* **Input material**
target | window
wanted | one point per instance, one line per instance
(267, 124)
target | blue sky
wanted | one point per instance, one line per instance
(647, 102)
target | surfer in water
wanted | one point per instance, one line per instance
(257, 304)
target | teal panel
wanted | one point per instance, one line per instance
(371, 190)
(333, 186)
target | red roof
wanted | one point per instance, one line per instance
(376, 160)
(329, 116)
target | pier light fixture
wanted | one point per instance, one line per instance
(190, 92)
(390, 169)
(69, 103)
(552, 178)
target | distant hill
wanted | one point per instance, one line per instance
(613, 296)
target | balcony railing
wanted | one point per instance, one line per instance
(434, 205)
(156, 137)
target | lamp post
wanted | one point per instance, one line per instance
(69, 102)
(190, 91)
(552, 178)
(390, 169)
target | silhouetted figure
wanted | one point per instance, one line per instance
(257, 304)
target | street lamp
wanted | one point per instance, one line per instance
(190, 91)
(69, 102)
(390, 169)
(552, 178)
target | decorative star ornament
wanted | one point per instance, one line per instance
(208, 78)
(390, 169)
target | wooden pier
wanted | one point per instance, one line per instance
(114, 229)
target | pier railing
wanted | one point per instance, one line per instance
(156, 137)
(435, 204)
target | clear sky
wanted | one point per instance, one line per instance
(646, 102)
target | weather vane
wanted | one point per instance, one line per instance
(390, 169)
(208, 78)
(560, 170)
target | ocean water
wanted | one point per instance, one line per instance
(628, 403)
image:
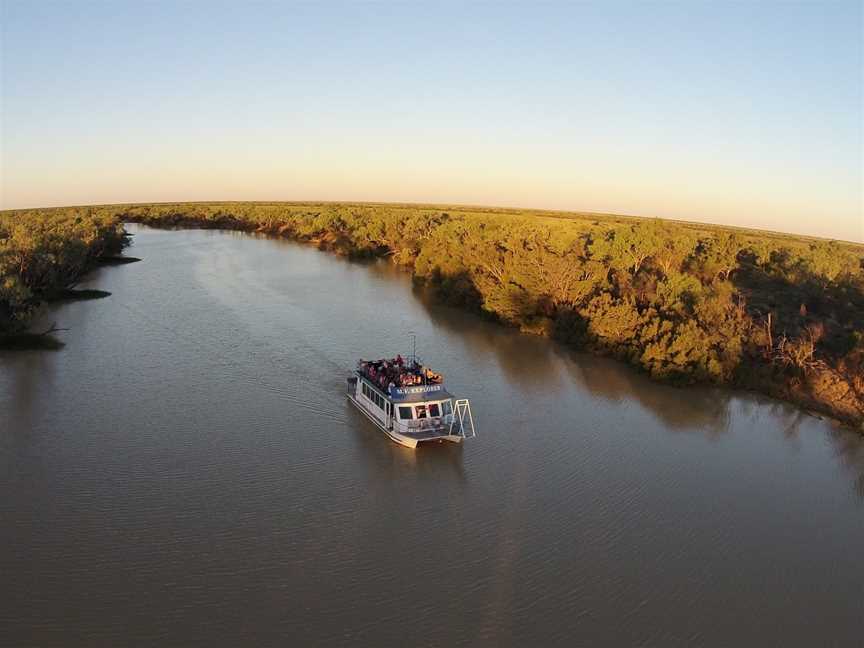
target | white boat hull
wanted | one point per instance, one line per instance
(401, 439)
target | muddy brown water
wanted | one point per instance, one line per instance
(188, 472)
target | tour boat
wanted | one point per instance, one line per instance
(408, 402)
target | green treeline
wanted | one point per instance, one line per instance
(683, 301)
(44, 252)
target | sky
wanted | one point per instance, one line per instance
(745, 114)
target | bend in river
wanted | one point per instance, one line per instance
(187, 471)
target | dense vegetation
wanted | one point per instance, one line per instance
(44, 252)
(683, 301)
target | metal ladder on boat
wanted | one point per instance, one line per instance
(462, 423)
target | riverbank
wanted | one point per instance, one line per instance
(683, 302)
(43, 253)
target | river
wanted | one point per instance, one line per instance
(188, 472)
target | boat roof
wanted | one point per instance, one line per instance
(412, 394)
(419, 394)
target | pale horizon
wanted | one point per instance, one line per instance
(734, 114)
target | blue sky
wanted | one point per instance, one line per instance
(741, 113)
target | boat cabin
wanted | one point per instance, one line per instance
(409, 403)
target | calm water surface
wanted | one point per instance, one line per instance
(188, 472)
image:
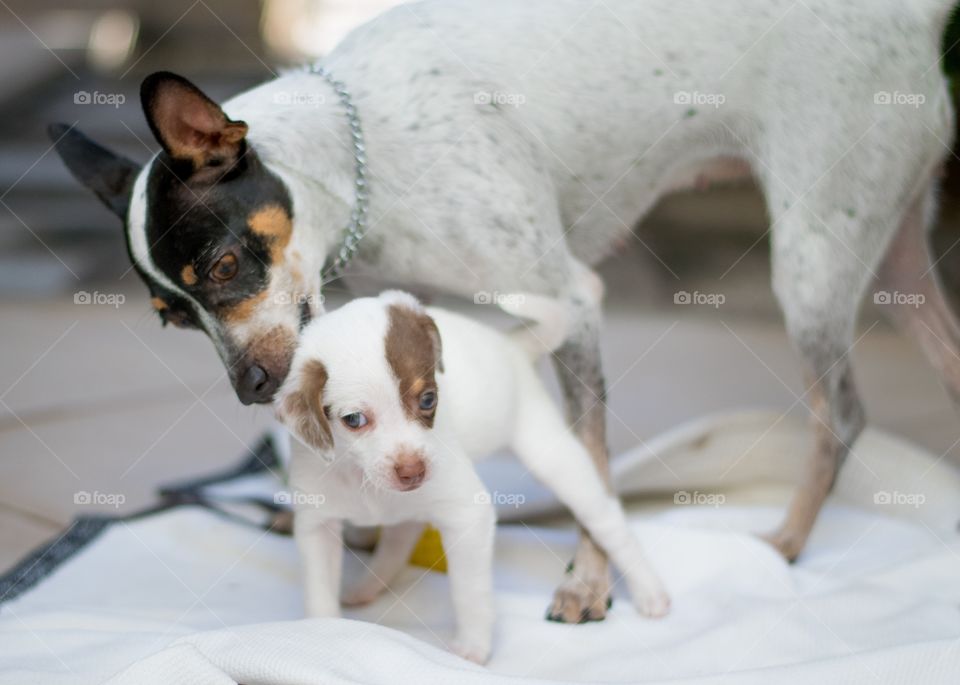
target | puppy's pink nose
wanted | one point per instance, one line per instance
(410, 471)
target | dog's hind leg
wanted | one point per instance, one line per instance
(911, 295)
(823, 262)
(390, 556)
(584, 595)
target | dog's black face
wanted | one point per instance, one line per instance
(208, 227)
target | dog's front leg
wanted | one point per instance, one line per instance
(320, 544)
(467, 529)
(389, 558)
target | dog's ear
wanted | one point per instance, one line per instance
(410, 327)
(302, 409)
(189, 125)
(108, 175)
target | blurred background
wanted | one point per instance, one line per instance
(95, 396)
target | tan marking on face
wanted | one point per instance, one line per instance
(244, 310)
(188, 275)
(272, 223)
(413, 352)
(303, 409)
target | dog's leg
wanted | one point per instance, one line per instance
(912, 295)
(467, 529)
(389, 558)
(584, 595)
(560, 461)
(822, 265)
(321, 549)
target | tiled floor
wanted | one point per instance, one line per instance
(102, 400)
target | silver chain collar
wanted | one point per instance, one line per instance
(354, 230)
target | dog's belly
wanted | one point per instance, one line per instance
(516, 134)
(505, 124)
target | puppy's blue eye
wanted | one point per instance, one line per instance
(428, 400)
(354, 421)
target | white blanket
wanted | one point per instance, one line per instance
(189, 597)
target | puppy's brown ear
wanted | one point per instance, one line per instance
(302, 410)
(189, 125)
(433, 333)
(412, 334)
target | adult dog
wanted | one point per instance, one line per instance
(507, 145)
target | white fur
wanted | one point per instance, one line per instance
(490, 398)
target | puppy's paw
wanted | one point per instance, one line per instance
(653, 603)
(578, 600)
(786, 542)
(477, 651)
(360, 594)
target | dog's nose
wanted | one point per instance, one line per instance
(255, 385)
(410, 472)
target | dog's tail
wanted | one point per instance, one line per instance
(940, 12)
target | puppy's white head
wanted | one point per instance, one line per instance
(363, 388)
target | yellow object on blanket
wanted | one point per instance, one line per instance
(429, 551)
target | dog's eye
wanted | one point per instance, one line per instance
(428, 400)
(355, 420)
(225, 268)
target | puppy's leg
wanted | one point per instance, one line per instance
(321, 552)
(911, 294)
(467, 528)
(389, 558)
(561, 462)
(585, 593)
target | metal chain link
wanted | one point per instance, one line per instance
(358, 215)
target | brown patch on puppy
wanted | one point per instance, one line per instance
(413, 352)
(188, 275)
(242, 311)
(303, 409)
(273, 224)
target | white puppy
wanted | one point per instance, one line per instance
(393, 425)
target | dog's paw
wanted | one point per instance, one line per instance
(360, 594)
(578, 600)
(652, 603)
(788, 544)
(477, 651)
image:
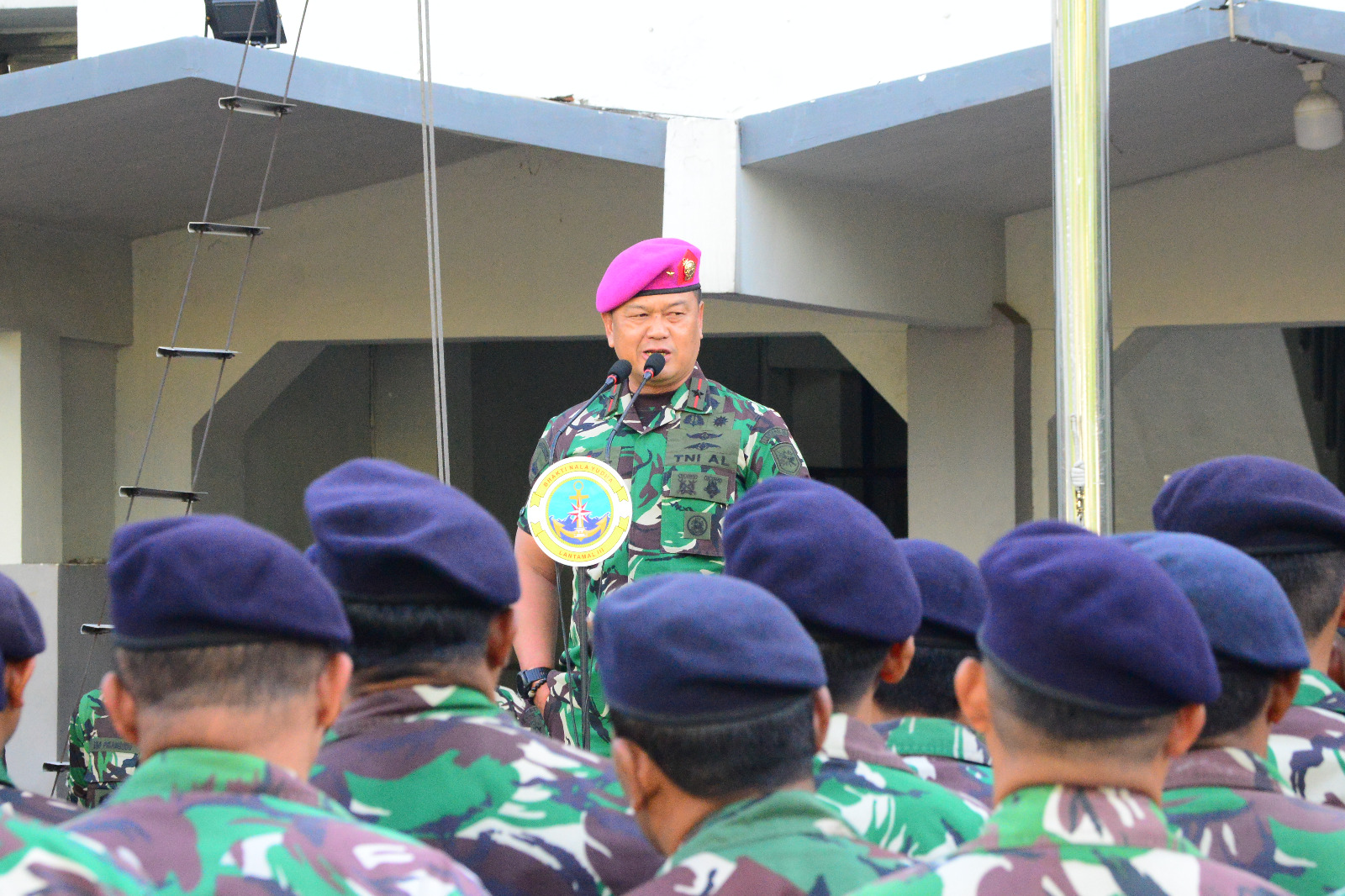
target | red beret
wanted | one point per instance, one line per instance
(650, 268)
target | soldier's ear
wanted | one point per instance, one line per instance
(822, 709)
(121, 708)
(970, 685)
(17, 677)
(331, 688)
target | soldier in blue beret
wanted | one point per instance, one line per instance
(1223, 794)
(719, 701)
(837, 567)
(230, 665)
(923, 721)
(428, 582)
(1293, 521)
(20, 642)
(1094, 676)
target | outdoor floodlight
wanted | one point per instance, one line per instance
(1317, 118)
(229, 20)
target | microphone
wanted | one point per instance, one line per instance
(615, 374)
(652, 367)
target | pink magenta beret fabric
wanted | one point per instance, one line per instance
(649, 268)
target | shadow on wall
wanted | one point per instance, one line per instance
(354, 401)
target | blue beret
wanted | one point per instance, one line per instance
(1089, 620)
(20, 629)
(1259, 505)
(683, 647)
(952, 591)
(387, 533)
(194, 582)
(1243, 609)
(826, 556)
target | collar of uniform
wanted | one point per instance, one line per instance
(751, 821)
(419, 703)
(930, 736)
(1227, 767)
(1080, 817)
(188, 770)
(1316, 689)
(852, 739)
(693, 396)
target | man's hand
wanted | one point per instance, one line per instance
(537, 609)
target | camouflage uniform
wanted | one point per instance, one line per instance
(446, 766)
(29, 804)
(786, 844)
(37, 860)
(1239, 811)
(1308, 746)
(1068, 841)
(885, 801)
(943, 751)
(205, 821)
(683, 468)
(100, 759)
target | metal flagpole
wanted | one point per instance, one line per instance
(1079, 74)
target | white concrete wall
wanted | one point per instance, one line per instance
(37, 739)
(526, 235)
(1251, 241)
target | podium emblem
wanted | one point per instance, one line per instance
(578, 512)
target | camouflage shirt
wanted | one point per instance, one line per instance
(1068, 841)
(205, 821)
(786, 844)
(1239, 811)
(37, 860)
(1308, 746)
(100, 759)
(528, 814)
(885, 801)
(943, 751)
(683, 467)
(29, 804)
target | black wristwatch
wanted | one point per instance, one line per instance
(530, 680)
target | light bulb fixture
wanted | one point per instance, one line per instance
(1317, 116)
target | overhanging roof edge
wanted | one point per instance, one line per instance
(841, 116)
(553, 125)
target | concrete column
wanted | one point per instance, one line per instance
(968, 397)
(30, 448)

* **Activity**
Keep each line of the records exactly as it is while transcribing them, but leave the images behind.

* **Response**
target | window
wanted | one point per instance, one line per instance
(267, 124)
target | blue sky
wanted | one point per instance, one line per instance
(647, 102)
target | surfer in water
wanted | one point per instance, one line per instance
(257, 304)
target | teal panel
wanted | one point per instance, one line per instance
(371, 190)
(333, 186)
target | red roof
wanted | one point per instance, one line per instance
(376, 160)
(329, 116)
target | pier light fixture
wanted | one point per instance, one line per instance
(190, 92)
(390, 169)
(69, 103)
(552, 178)
target | distant hill
wanted | one point per instance, one line per instance
(613, 296)
target | balcony railing
wanted | one point per instance, one line per instance
(434, 205)
(156, 137)
target | lamp post
wanted | one point per instance, one line per instance
(69, 102)
(190, 91)
(552, 178)
(390, 169)
target | silhouetted figure
wanted | one point per instance, one line per instance
(257, 304)
target | street lamp
wanted | one point per instance, one line per instance
(190, 91)
(69, 102)
(390, 169)
(552, 178)
target | decorative star ornament
wanted | one point per instance, one line per instance
(208, 78)
(390, 169)
target | wooden pier
wanted | one point per instance, one line per instance
(114, 229)
target | pier railing
wanted | one point per instance, one line per instance
(156, 137)
(435, 204)
target | clear sky
wanted | one point per instance, one line per instance
(646, 102)
target | weather vane
wanted | one point per instance, one line per instance
(390, 169)
(208, 78)
(560, 170)
target | ocean water
wanted | one point per instance, one line per instance
(628, 403)
image:
target | white boat hull
wanted | one point per instance, one line per instance
(401, 439)
target | muddy brown water
wanted | one point per instance, one line per instance
(188, 472)
target | tour boat
wanted | one point per instance, one line per instance
(408, 402)
target | green treeline
wanted | one point per instance, one line per instance
(683, 301)
(44, 252)
target | sky
wanted | one point per instance, one line per instance
(745, 114)
target | bend in river
wanted | one point per instance, one line per instance
(187, 471)
target | dense vegetation
wanted | one point per instance, one line per instance
(44, 252)
(683, 301)
target | metal ladder on boat
wanted | one point per instance, one line per instance
(462, 423)
target | riverbank
wanted | one point per instance, one line per instance
(683, 302)
(43, 253)
target | river
wanted | one point per instance, one line per instance
(188, 472)
target | boat roof
wanted | one point per instance, one line per instance
(412, 394)
(419, 394)
target | pale horizon
wanted | one point per instance, one line per instance
(734, 114)
target | blue sky
wanted | one point per instance, one line per instance
(741, 113)
target | boat cabin
wanted | one point per instance, one line per instance
(409, 403)
target | calm water surface
wanted | one point per instance, one line per instance
(188, 472)
image:
target | puppy's pink nose
wanted | one point per instance, one line per instance
(410, 471)
target | dog's hind leg
wanted | one point per instance, one line per instance
(911, 295)
(823, 262)
(390, 556)
(584, 595)
target | dog's black face
wanted | one point per instance, one line per instance
(208, 227)
target | dog's front leg
wanted | one point per instance, one line per instance
(320, 544)
(467, 529)
(389, 558)
target | dog's ear
wanted | one point per instance, one line per instance
(410, 327)
(302, 409)
(189, 125)
(108, 175)
target | blurred background
wanted | one point per instance, one line per instance
(95, 396)
target | tan marking on face
wanted | one point per instance, one line per instance
(244, 310)
(188, 275)
(272, 223)
(413, 352)
(303, 409)
target | dog's leg
wanted | one point per instance, one line per instance
(912, 295)
(467, 529)
(389, 558)
(584, 595)
(560, 461)
(822, 265)
(321, 549)
target | tiled floor
wanted | one point per instance, one line per instance
(102, 400)
target | silver chain collar
wanted | one point per instance, one line per instance
(354, 230)
target | dog's belly
wanted | one point per instance, one line per instance
(516, 134)
(505, 124)
target | puppy's blue eye
wanted | one point per instance, one line per instance
(428, 400)
(354, 421)
target | white blanket
wanted | one point per instance, one line per instance
(189, 597)
target | puppy's brown ear
wanted | one point per instance, one line per instance
(302, 410)
(189, 125)
(433, 333)
(412, 334)
target | adult dog
wanted | one point per instance, one line per instance
(507, 145)
target | white fur
wanted | one point per instance, one line per instance
(490, 398)
target | puppy's paw
wanted | one point per instance, one line per instance
(653, 603)
(578, 600)
(786, 542)
(477, 651)
(360, 594)
target | dog's nose
wanted | one point per instance, one line per instance
(255, 385)
(410, 472)
target | dog's tail
wanted | one point per instance, one line per instance
(940, 12)
target | puppy's white head
wanted | one point per instance, one line per instance
(363, 388)
target | yellow object on blanket
wanted | one point per instance, one line per instance
(429, 551)
target | dog's eye
wanted | one point per instance, one line per instance
(428, 400)
(355, 420)
(225, 268)
target | puppy's leg
wanted | one point per instance, one line per instance
(321, 552)
(911, 294)
(467, 528)
(389, 558)
(561, 462)
(585, 593)
target | metal chain link
wanted | one point per instance, one line per instance
(358, 215)
target | brown patch on puppy
wanted | one point per instance, one line per instance
(413, 352)
(188, 275)
(242, 311)
(303, 409)
(273, 224)
target | white puppy
wanted | one point per instance, one line per instance
(393, 425)
target | dog's paw
wanted | one point per instance, one line per instance
(360, 594)
(578, 600)
(652, 603)
(788, 544)
(477, 651)
image:
target | red beret
wanted | one point per instance, one line per instance
(650, 268)
target | soldier's ear
wanted | one point per instance, one line per instance
(822, 709)
(121, 708)
(970, 685)
(17, 677)
(331, 688)
target | soldier in blue beret
wanted | one point per instance, one line per instance
(1223, 794)
(719, 701)
(837, 567)
(230, 665)
(923, 721)
(428, 582)
(1293, 521)
(20, 642)
(1094, 676)
target | outdoor floodlight
wanted | one point per instance, one line per instance
(1317, 118)
(229, 20)
target | microphone
wanted | one point per instance, one line per instance
(615, 374)
(652, 367)
target | pink magenta beret fabric
wanted | one point per instance, one line per instance
(649, 268)
target | shadow on wall
wanted | one point per instance, one line per instance
(354, 401)
target | blue beret
wanted | one point per instance, one line per instance
(1089, 620)
(20, 629)
(1259, 505)
(683, 647)
(952, 591)
(387, 533)
(194, 582)
(1243, 609)
(826, 556)
target | collar of uniform
wanted | one point per instance, one line per instance
(751, 821)
(419, 703)
(930, 736)
(1227, 767)
(1080, 817)
(188, 770)
(1316, 689)
(852, 739)
(693, 396)
target | man's hand
wanted | one point per instance, one line per instance
(537, 609)
target | camouflage uniform
wanted | one point per instance, one line per instance
(446, 766)
(29, 804)
(786, 844)
(37, 860)
(1239, 811)
(1308, 746)
(1068, 841)
(885, 801)
(943, 751)
(205, 821)
(683, 468)
(100, 759)
target | metal flagpole
wanted | one point per instance, one line per instance
(1079, 74)
target | white concrete wall
wanted | one point per instance, one line per instance
(37, 739)
(526, 235)
(1251, 241)
target | podium emblem
wanted | one point per instance, one line per instance
(578, 512)
target | camouflage shirt
wanted | one point per instance, one line per instance
(1068, 841)
(205, 821)
(786, 844)
(1239, 811)
(37, 860)
(1308, 746)
(100, 759)
(528, 814)
(885, 801)
(943, 751)
(683, 467)
(29, 804)
target | black wristwatch
wanted | one point per instance, one line per instance
(530, 680)
target | light bulb fixture
wanted | one point per instance, one line per instance
(1317, 116)
target | overhanging roof edge
wanted | one point per instance, one line per instance
(841, 116)
(553, 125)
target | concrete column
wanted | one point per instance, one line per instance
(968, 397)
(30, 448)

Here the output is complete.